Image segmentation entries:
(begin)

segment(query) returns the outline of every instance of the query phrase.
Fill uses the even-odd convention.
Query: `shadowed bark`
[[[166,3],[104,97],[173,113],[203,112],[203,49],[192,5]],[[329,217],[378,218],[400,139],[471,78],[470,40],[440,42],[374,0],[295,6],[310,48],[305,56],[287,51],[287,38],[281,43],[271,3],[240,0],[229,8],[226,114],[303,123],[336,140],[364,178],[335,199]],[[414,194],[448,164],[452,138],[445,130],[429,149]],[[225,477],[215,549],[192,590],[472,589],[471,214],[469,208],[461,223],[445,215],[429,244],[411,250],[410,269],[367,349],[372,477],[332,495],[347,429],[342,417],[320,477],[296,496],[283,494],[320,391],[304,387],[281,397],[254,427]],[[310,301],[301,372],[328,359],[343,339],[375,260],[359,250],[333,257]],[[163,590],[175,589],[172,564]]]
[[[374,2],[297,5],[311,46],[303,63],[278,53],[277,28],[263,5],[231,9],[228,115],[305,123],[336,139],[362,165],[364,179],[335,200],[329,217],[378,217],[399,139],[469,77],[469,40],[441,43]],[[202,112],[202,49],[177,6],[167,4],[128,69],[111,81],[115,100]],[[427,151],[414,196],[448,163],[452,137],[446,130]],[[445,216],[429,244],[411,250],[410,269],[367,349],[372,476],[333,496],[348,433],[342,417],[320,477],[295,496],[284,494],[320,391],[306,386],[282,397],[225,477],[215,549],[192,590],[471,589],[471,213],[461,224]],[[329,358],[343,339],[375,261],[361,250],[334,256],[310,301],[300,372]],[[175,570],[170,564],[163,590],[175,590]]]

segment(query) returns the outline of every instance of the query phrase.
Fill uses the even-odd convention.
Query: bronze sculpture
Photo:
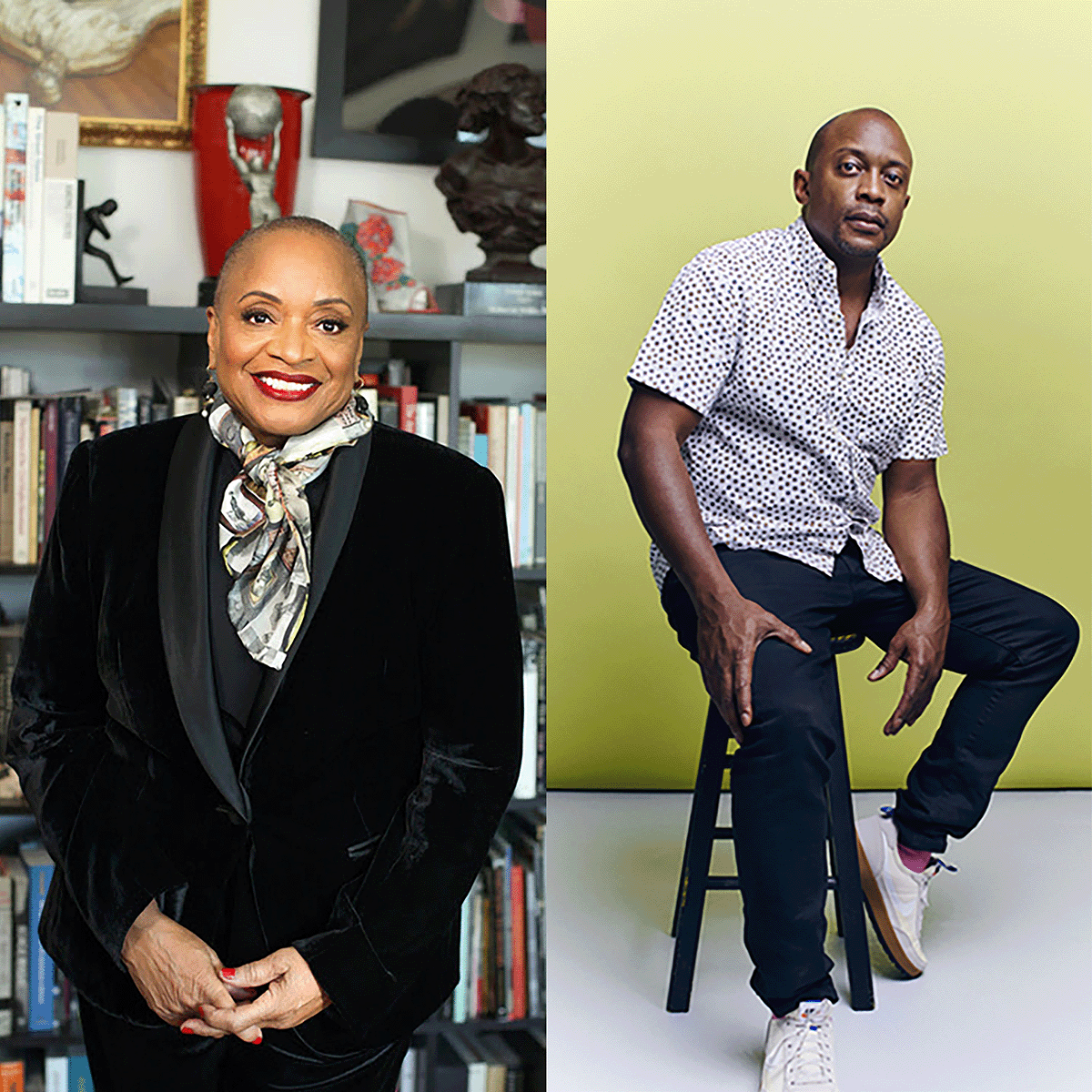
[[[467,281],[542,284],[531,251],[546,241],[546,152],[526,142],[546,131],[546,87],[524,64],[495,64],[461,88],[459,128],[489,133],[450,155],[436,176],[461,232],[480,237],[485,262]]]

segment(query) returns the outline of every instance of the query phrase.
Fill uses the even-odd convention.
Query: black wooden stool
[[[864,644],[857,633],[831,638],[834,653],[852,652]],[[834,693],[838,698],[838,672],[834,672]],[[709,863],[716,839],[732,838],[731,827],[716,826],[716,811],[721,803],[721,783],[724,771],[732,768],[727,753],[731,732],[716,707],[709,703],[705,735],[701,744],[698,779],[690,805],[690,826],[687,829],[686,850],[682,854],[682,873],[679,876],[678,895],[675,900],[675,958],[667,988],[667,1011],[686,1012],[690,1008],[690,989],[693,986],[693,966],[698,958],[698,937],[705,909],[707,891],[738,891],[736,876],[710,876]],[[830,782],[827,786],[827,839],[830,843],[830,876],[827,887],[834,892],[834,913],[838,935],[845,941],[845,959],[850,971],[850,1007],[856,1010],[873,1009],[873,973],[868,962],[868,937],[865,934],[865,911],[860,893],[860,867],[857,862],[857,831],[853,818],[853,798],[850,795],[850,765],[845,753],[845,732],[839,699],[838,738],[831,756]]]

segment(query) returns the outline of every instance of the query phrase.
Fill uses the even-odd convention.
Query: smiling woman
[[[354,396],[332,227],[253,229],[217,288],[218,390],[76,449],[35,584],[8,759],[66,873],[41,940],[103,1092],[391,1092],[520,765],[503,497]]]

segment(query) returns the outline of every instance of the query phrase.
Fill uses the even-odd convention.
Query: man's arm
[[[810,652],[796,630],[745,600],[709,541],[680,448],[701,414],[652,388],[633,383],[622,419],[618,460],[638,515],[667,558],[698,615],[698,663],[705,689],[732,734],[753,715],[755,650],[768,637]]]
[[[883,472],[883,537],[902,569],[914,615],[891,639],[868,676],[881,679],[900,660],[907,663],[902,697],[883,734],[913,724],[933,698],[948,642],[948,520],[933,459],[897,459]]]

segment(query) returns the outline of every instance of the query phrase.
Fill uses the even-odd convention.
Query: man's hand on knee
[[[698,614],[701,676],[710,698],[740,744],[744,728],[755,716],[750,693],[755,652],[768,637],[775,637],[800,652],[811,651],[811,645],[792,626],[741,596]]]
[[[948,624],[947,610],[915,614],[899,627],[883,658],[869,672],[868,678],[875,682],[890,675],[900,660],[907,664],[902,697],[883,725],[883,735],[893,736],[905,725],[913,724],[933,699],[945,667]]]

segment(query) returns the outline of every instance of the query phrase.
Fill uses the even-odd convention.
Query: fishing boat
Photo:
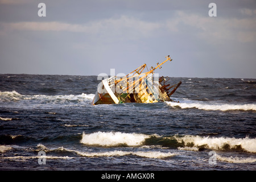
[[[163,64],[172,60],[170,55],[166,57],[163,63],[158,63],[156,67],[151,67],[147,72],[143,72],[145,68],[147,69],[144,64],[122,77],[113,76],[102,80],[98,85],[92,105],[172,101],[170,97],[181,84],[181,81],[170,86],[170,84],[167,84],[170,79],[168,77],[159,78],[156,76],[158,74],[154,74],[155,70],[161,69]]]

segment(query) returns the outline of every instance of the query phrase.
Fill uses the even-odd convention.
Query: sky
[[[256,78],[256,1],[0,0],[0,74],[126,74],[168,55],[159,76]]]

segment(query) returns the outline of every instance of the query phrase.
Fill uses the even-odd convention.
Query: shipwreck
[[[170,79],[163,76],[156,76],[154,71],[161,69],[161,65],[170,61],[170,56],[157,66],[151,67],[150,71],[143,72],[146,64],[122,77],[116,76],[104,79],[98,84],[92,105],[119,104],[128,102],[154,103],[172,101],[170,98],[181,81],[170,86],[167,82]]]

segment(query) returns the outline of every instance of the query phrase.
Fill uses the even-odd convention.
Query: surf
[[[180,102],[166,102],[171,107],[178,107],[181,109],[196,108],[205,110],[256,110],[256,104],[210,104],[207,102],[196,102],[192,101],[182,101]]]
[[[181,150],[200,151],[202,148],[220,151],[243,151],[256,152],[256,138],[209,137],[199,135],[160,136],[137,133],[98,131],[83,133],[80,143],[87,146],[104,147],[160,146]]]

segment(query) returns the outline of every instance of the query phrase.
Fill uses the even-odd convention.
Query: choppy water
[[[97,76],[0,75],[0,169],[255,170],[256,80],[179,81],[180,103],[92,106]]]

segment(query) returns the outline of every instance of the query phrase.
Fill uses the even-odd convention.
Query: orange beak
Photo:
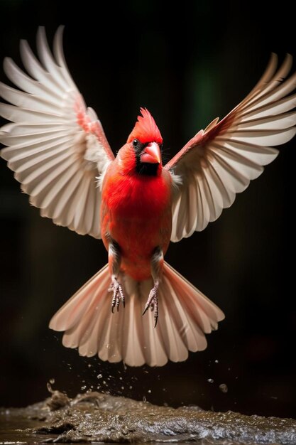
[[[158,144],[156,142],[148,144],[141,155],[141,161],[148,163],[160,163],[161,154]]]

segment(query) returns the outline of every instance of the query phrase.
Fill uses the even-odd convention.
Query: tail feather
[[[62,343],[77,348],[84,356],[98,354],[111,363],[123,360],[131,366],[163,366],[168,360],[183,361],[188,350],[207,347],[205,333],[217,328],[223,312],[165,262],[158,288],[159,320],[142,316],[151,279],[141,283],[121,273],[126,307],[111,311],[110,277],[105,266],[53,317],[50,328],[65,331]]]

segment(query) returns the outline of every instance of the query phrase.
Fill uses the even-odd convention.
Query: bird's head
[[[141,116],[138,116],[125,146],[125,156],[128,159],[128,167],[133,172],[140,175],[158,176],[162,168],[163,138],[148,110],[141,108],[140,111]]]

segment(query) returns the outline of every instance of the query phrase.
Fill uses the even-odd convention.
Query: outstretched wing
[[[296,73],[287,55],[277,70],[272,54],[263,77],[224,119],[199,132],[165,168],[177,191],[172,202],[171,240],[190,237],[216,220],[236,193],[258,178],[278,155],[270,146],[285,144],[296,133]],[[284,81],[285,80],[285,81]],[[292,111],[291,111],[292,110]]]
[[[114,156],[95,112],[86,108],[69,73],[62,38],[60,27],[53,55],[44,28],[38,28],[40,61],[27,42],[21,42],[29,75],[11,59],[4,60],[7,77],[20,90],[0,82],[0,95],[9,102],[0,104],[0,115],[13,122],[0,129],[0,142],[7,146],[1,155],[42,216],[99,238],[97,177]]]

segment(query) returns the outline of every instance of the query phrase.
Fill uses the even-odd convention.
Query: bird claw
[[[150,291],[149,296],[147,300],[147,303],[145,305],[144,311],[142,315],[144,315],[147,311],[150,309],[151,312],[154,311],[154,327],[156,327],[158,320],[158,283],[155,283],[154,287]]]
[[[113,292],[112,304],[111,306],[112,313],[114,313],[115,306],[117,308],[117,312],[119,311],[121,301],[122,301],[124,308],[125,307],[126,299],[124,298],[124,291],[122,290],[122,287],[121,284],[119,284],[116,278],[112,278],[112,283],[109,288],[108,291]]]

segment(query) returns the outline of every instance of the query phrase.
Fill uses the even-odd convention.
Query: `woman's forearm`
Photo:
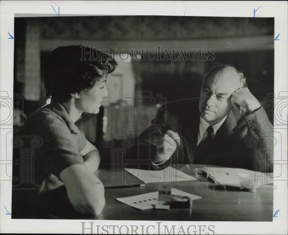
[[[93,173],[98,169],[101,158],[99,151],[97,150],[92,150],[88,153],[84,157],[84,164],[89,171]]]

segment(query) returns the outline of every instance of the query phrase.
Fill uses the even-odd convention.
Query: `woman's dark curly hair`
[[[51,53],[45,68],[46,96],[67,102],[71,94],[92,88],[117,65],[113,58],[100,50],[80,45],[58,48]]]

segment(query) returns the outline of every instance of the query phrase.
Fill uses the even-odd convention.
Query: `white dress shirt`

(end)

* **WHAT THE TASK REQUIRES**: Collect every line from the entries above that contains the string "woman".

* **TASK RESULT**:
Query: smiling woman
Query: `woman's forearm`
Query: `woman's dark curly hair`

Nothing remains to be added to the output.